** Source records **
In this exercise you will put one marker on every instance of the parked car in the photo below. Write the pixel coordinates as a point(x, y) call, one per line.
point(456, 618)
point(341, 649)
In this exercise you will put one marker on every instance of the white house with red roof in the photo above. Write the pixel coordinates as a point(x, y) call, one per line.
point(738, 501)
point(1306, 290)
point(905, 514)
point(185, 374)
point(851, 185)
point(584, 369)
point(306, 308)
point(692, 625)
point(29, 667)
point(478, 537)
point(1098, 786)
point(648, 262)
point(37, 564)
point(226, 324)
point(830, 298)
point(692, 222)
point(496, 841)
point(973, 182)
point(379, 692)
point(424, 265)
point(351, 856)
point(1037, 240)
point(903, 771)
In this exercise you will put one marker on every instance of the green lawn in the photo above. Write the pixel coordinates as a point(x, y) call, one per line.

** What is being asked **
Copy every one of the lines above word for word, in the same order.

** Worked solution **
In this exercise you will put one marker on every instance of the parked car in the photo below. Write the pixel coordinates as a point(x, y) call, one per line.
point(456, 618)
point(341, 649)
In this exercise you will put one marker on every instance of the white house with red roof in the photo above. Write the pixel coordinates as a point(x, y) call, one per line.
point(738, 501)
point(1306, 290)
point(905, 514)
point(185, 374)
point(851, 185)
point(584, 369)
point(306, 308)
point(692, 625)
point(29, 667)
point(478, 537)
point(1098, 786)
point(648, 262)
point(37, 564)
point(226, 324)
point(830, 298)
point(692, 222)
point(496, 841)
point(973, 182)
point(379, 692)
point(424, 265)
point(351, 856)
point(1037, 240)
point(903, 771)
In this exercise you will put one marker on every instance of the green lawn in the photo above. Write the pixel coordinates as a point(x, y) call, one per line.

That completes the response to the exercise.